> The problem
An exact reproduction of the listing, minus the pictures, is the required output.

> Input material
[Start of Attachment]

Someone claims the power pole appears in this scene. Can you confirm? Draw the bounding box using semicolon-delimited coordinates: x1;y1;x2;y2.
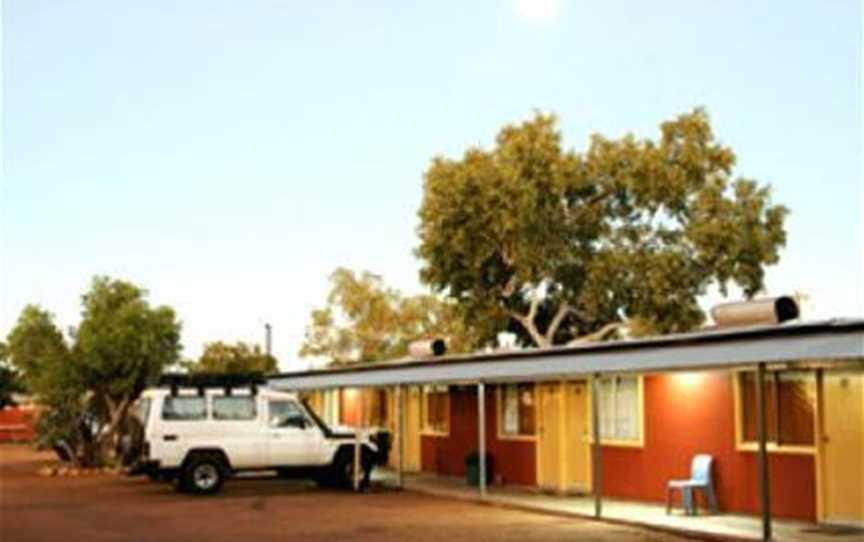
264;323;272;356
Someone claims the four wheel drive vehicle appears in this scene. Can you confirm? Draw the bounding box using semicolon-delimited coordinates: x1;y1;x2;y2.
130;383;390;495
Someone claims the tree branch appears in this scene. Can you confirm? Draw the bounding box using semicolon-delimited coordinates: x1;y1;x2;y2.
544;303;575;343
566;321;627;346
509;310;548;348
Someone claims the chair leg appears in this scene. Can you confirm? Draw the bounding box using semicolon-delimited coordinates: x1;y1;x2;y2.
704;485;719;514
666;487;672;515
683;487;694;516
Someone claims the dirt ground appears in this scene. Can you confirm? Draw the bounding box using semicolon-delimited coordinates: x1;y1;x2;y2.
0;445;693;542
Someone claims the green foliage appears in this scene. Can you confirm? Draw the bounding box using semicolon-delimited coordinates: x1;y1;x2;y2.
185;341;277;374
5;277;182;466
299;268;481;364
416;109;788;346
5;305;70;391
75;277;181;405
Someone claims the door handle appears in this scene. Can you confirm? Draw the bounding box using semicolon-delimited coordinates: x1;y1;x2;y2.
163;435;178;442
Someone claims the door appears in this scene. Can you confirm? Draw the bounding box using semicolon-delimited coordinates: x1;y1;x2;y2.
537;383;561;491
822;370;864;525
537;381;592;493
267;399;325;466
564;381;592;493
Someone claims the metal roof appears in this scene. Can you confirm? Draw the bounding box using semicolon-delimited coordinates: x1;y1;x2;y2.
268;319;864;390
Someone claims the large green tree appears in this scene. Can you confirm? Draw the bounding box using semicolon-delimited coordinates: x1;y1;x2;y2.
6;278;181;466
299;267;480;364
185;341;277;374
416;109;788;347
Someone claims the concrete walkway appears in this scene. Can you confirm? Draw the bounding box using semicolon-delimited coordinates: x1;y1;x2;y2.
376;470;863;542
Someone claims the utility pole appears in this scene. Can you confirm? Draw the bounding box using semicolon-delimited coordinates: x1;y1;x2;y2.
264;323;272;356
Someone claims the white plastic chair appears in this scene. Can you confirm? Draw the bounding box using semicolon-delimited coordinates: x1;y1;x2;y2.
666;454;719;515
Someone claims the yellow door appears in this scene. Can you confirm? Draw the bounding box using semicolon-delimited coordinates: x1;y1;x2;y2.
537;381;592;494
564;381;592;493
399;386;422;472
822;370;864;525
537;383;561;491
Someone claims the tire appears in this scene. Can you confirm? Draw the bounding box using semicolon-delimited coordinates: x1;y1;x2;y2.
179;453;227;495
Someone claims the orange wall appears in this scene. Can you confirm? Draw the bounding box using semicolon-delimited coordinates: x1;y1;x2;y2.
341;376;816;521
601;373;816;521
421;386;536;486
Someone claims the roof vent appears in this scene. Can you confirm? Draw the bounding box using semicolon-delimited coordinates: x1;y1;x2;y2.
711;296;800;328
409;339;447;358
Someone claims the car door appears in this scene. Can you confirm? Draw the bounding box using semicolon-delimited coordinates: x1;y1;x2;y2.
266;399;324;466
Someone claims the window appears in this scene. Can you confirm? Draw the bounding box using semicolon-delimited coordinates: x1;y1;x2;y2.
162;396;206;421
422;385;449;434
738;370;815;448
499;383;536;437
597;376;642;444
269;400;308;429
213;396;257;421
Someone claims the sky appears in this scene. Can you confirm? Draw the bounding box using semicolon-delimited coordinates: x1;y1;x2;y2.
2;0;862;372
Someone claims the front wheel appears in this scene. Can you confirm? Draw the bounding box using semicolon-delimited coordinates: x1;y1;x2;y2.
179;454;227;495
328;447;372;490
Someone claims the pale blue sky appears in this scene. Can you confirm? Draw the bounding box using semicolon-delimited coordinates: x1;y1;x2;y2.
2;1;862;371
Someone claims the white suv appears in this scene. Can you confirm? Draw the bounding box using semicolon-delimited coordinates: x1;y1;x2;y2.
132;380;390;495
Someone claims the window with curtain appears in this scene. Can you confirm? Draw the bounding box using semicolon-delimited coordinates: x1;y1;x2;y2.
597;376;642;444
738;370;815;447
499;383;536;437
422;385;449;434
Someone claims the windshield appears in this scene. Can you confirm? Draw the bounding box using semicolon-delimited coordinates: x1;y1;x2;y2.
301;399;346;437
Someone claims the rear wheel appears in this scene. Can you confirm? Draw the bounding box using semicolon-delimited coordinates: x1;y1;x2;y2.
179;453;227;495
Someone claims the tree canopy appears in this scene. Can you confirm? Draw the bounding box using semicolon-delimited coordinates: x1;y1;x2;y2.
299;267;481;364
185;341;277;374
416;109;788;347
5;277;181;466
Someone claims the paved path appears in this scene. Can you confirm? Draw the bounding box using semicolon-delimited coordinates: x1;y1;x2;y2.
0;445;693;542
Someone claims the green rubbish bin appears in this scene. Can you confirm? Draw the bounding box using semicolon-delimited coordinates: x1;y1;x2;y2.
465;451;493;486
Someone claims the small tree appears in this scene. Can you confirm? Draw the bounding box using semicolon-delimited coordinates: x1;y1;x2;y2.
185;341;277;374
417;109;788;347
6;278;181;466
299;267;480;364
74;277;181;460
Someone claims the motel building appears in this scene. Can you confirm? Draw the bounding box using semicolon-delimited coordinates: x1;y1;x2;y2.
273;310;864;542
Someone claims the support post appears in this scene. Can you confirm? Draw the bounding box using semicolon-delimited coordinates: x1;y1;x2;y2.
395;384;404;489
353;388;363;492
478;381;487;498
756;363;773;541
591;374;603;518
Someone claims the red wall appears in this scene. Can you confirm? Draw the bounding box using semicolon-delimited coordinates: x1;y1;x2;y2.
0;407;36;442
601;373;816;521
421;386;536;486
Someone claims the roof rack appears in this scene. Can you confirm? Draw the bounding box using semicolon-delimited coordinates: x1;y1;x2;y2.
158;373;267;397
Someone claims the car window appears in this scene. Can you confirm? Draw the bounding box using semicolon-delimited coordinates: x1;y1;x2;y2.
269;400;308;428
213;396;257;421
162;396;207;421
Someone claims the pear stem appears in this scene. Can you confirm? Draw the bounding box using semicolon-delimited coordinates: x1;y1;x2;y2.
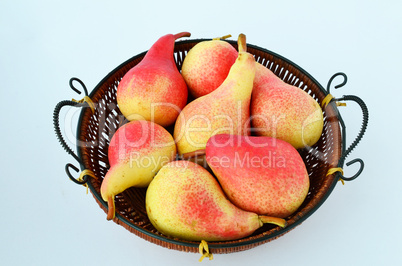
106;195;115;221
173;32;191;40
181;149;206;160
237;33;247;53
259;215;287;228
212;34;232;40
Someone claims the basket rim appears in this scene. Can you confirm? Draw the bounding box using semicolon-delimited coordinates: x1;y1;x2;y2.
76;38;345;250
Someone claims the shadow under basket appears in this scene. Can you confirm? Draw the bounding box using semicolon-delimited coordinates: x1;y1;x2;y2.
53;39;368;255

[End of Attachment]

> Exercise response
Someone claims the power pole appears in this scene. Can you confirm? Draw the bounding box using semicolon-delimited coordinates: x1;y1;x2;y2.
264;323;272;356
Someone claims the four wheel drive vehicle appears in this scene. Can you confirm? Draw the bounding box using semicolon-delimited coordinates: x1;y1;x2;y2.
130;383;390;495
Someone claims the tree branch appears in this scene. Can you confirm? Draw the bounding box using semicolon-delimited coordinates: x1;y1;x2;y2.
544;303;575;343
566;321;627;346
509;310;548;348
Someone claims the chair leg appears in this scene. Can you confirm? Draw the bounding box using semicolon-delimited coordinates: x1;y1;x2;y2.
704;485;719;514
666;487;672;515
683;487;694;516
Someone claims the dirt ground appears in this scene. Can you confirm? Draw the bounding box using semicolon-delimited coordinates: x1;y1;x2;y2.
0;445;693;542
Someone claims the green foliage appears in this scene. Can you confirm? Draw the bounding box using semicolon-delimited coordinates: x1;y1;x2;y2.
185;341;277;374
5;277;182;466
299;268;481;364
416;109;788;346
5;305;70;391
75;277;181;405
Someone claims the door handle appears in this scene. Can you confirm? Draw the bounding box using semicolon-delimited coordinates: x1;y1;x2;y2.
163;435;178;442
Someone claims the door appears in this scene. Can you confirm? Draw the bounding box using semicolon-delimited coordinates: x1;y1;x2;y2.
537;383;561;491
822;370;864;525
537;381;592;493
267;399;325;466
564;381;592;493
Someone claims the metal roof appears in this scene. Can you confirm? Draw the bounding box using semicolon-delimited coordinates: x1;y1;x2;y2.
268;319;864;390
Someone claims the large green tree appears in this scene. Can you confirm? Draw the bounding box using semicolon-delimited coordinates: x1;y1;x2;y2.
6;278;181;466
299;267;480;364
185;341;277;374
416;109;788;347
Someone claims the concrete walkway appears in this scene. Can you confirm? Draw the bounding box using semicolon-delimited coordinates: x1;y1;x2;y2.
376;470;863;542
Someone claims the utility pole appears in this scene. Can you confirm? Draw the bounding box using semicolon-delimited coordinates: x1;y1;x2;y2.
264;323;272;356
Someone claims the white plastic chair appears in this scene. Can you confirm? Draw the bounding box using semicolon-delimited coordinates: x1;y1;x2;y2.
666;454;719;515
Someone claims the yellow door appears in this scene. Can you confirm? Draw the bounding box using semicolon-delimited coordinates: x1;y1;x2;y2.
537;381;592;494
564;381;592;493
399;386;422;472
822;370;864;525
537;383;561;491
Someone claims the tire appears in this scene. Can you confirm? Draw the bounding box using semicolon-delimited coordinates: x1;y1;x2;y2.
179;453;227;495
Someone claims the orange wall appears in this scene. Can you confirm? Draw the bounding box using semicolon-delimited coordinates: x1;y1;x2;y2.
341;376;816;521
601;373;816;521
421;386;536;486
Someone claims the roof vent appears in this scene. Can you confirm? Draw the bounding box using semicolon-delimited coordinates: x1;y1;x2;y2.
711;296;800;328
409;339;447;358
Someone claims the car door appears in this scene. Can you confirm? Draw the bounding box using semicolon-delimited coordinates: x1;y1;x2;y2.
266;399;324;466
Someone claims the window appears in this scene. Can you confirm? Draw the bounding box using semicolon-delimited coordinates: x1;y1;x2;y2.
162;396;206;421
422;385;449;434
738;370;815;448
499;383;536;437
597;376;642;444
269;400;308;429
213;396;257;421
Someone claims the sky appears in this scene. Can you confirm? Draw the bounding box using semicolon-delimited coordinates: x1;y1;x2;y2.
2;0;862;372
Someone claims the front wheel appears in this scene. Can you confirm? Draw the bounding box using semicolon-delimited coordinates: x1;y1;x2;y2.
179;454;227;495
328;447;372;490
Someone claims the pale blue sky appears in this scene. Can you confirm? Draw the bounding box using semicolon-delimited coordinates: x1;y1;x2;y2.
2;1;862;371
Someone claims the white suv appears in this scene. Can you confirm? Draw the bounding box using semicolon-delimited coordinates: x1;y1;x2;y2.
132;380;390;495
Someone claims the window with curtain appears in this scene. Can you confirm? Draw the bounding box using semicolon-delimited coordinates: x1;y1;x2;y2.
597;376;642;444
738;370;815;447
499;383;536;437
422;385;449;434
Someone claims the windshield appears in this scene. Can you confirm? Draw the bounding box using semicolon-delimited coordinates: x1;y1;x2;y2.
301;399;346;437
Someone claims the rear wheel appears in this scene. Can you confirm? Draw the bounding box using semicolon-delimited coordinates: x1;y1;x2;y2.
179;453;227;495
Someone claims the tree canopy appears in this scene. Can you confirm? Draw the bounding box using semicolon-delimited coordinates: x1;y1;x2;y2.
299;267;481;364
185;341;277;374
416;109;788;347
5;277;181;466
Someone claims the paved path appears in this scene. Can you confirm? Draw the bounding box using semicolon-delimited coordinates: x1;y1;x2;y2.
0;445;693;542
Someone claims the green rubbish bin appears in this scene. Can you confirm? Draw the bounding box using semicolon-delimited coordinates: x1;y1;x2;y2.
465;451;493;486
Someone claims the small tree appears in this scene. Can you confirm? Draw the bounding box using semicolon-delimited coordinates: x1;y1;x2;y2.
185;341;277;374
417;109;788;347
6;278;181;466
299;267;480;364
74;277;181;460
Someone claims the motel building appears in this scene. Can you confirm? Draw the bounding box using semicolon-delimited coordinates: x1;y1;x2;y2.
273;310;864;542
Someone claims the support post appears in this scene. Can you confirm? Draw the bounding box using semicolon-delimited coordinates: x1;y1;x2;y2.
395;384;404;489
353;388;363;492
478;381;487;498
756;363;773;541
591;374;603;518
Someone claims the red wall appears in this scene. Can you confirm? Draw the bounding box using semicolon-delimited coordinates: x1;y1;x2;y2.
0;407;36;442
601;373;816;521
421;386;536;486
Someone claims the roof rack appears in this scene. Can you confirm? Draw the bounding box using semicolon-delimited coordinates: x1;y1;x2;y2.
158;373;267;397
Someone claims the car window appears in this scene. Can you confirm? Draw the bounding box using semicolon-delimited coordinates: x1;y1;x2;y2.
269;400;308;428
213;396;257;421
162;396;207;421
Someone claims the pear stem appears in this scene. Can you confirm? Draw the bounding box using semicolon-delimited coordinates: x1;y1;x2;y2.
106;195;115;221
173;32;191;40
181;149;206;160
237;33;247;53
259;215;287;228
212;34;232;40
Someone claims the basket rim appears in this scene. Can you confirm? Draw the bounding box using semicolon-delimited coordinates: x1;y1;x2;y2.
76;38;345;250
Someone claims the shadow under basket appears in this scene. Can you confirm? Draw the bounding box using semicolon-delimited coordinates: x1;y1;x2;y2.
53;39;368;255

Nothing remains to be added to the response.